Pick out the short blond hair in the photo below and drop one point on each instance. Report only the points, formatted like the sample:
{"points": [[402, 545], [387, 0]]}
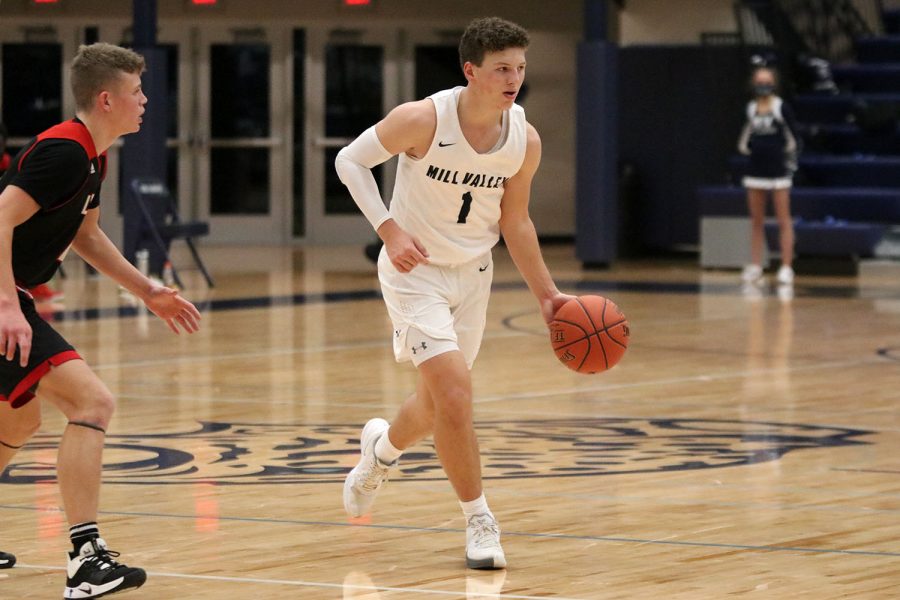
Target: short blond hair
{"points": [[98, 65]]}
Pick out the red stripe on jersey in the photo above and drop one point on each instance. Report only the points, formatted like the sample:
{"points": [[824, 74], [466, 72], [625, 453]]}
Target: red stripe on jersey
{"points": [[22, 394], [70, 130]]}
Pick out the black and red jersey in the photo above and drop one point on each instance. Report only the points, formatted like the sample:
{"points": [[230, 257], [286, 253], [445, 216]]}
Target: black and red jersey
{"points": [[62, 171]]}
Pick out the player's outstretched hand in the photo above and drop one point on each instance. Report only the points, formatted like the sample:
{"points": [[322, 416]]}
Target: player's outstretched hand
{"points": [[169, 306], [15, 332], [550, 305], [404, 251]]}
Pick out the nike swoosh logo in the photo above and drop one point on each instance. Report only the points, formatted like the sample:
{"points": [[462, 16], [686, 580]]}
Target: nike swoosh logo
{"points": [[94, 590]]}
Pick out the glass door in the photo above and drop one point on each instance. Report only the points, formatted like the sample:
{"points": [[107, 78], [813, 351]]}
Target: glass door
{"points": [[352, 81], [238, 137]]}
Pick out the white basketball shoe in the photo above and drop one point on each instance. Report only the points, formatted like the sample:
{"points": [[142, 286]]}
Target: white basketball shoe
{"points": [[483, 549], [366, 478]]}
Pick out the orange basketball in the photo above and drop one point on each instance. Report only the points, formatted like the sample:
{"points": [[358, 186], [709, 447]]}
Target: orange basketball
{"points": [[589, 334]]}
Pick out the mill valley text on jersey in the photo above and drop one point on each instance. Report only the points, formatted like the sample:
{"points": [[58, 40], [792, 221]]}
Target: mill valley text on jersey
{"points": [[468, 179]]}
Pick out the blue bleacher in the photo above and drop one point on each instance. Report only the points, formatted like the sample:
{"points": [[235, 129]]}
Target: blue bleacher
{"points": [[824, 108], [848, 180]]}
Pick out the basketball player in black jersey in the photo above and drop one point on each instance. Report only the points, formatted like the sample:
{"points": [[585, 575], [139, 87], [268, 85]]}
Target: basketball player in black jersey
{"points": [[49, 203]]}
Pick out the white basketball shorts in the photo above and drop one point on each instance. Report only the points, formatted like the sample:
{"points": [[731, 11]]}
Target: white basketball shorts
{"points": [[437, 309]]}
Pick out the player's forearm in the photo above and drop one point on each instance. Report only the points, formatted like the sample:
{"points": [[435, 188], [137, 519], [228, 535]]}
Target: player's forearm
{"points": [[522, 243], [8, 295], [99, 251]]}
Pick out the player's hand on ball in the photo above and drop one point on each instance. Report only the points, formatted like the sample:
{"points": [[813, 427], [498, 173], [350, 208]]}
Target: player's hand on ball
{"points": [[169, 306], [404, 251], [550, 305]]}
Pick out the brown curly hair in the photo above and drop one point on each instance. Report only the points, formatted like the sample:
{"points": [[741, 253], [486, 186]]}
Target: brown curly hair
{"points": [[489, 34]]}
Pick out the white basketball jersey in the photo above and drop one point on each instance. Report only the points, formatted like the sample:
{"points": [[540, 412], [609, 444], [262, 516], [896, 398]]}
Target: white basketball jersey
{"points": [[450, 198]]}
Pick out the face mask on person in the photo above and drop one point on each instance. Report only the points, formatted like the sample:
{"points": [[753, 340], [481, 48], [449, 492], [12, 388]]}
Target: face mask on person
{"points": [[763, 89]]}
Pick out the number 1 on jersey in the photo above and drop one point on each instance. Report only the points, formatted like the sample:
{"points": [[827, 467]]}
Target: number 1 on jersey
{"points": [[464, 209]]}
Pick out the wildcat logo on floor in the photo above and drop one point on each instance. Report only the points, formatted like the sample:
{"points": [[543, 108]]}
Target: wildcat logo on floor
{"points": [[262, 453]]}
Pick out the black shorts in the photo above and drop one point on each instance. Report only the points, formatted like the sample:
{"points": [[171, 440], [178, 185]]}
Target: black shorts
{"points": [[48, 349]]}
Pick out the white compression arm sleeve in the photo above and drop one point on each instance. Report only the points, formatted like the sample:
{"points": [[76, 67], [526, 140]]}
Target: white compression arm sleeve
{"points": [[354, 166]]}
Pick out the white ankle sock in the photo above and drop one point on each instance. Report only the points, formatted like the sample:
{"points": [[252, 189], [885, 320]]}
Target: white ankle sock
{"points": [[478, 506], [385, 451]]}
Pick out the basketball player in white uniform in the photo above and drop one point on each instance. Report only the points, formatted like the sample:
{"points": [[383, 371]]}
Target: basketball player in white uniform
{"points": [[467, 157]]}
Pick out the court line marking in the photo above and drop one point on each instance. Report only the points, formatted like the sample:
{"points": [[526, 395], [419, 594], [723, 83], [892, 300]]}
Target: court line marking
{"points": [[319, 584], [522, 534]]}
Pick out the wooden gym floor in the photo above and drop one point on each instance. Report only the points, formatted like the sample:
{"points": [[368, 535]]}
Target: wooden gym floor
{"points": [[747, 445]]}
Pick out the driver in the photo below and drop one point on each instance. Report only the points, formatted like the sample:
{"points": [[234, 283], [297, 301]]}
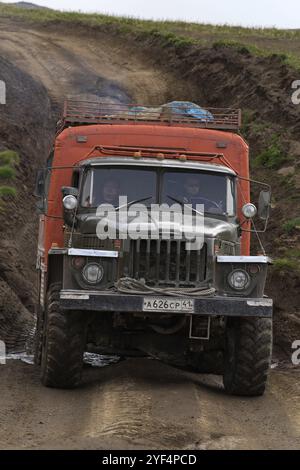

WHAT IS EXPECTED
Beginning with the line holding "Pick out the player's forearm" and ending with the line holding "Pick out the white basketball jersey", write out the stretch of material above exactly; add no further lines.

EXERCISE RESPONSE
Pick out the player's forearm in the photo above and drop one point on each instance. Report only the points, formatted like the sample:
{"points": [[435, 188], [137, 519], [228, 535]]}
Target: player's forearm
{"points": [[522, 243], [8, 295], [99, 251]]}
Pick out the player's hand on ball in the photo above and drop one point on each instance. Report only the points, formatted like the sample:
{"points": [[813, 427], [498, 173], [350, 208]]}
Target: player's hand on ball
{"points": [[169, 306], [404, 251], [550, 305]]}
Pick out the brown curly hair in the photo above and drop one point on each instance. Report only the points, formatted like the sample:
{"points": [[741, 253], [486, 186]]}
Target: brown curly hair
{"points": [[489, 34]]}
Pick out the white basketball jersey in the photo above and drop one point on each instance. Report only the points, formatted like the sample:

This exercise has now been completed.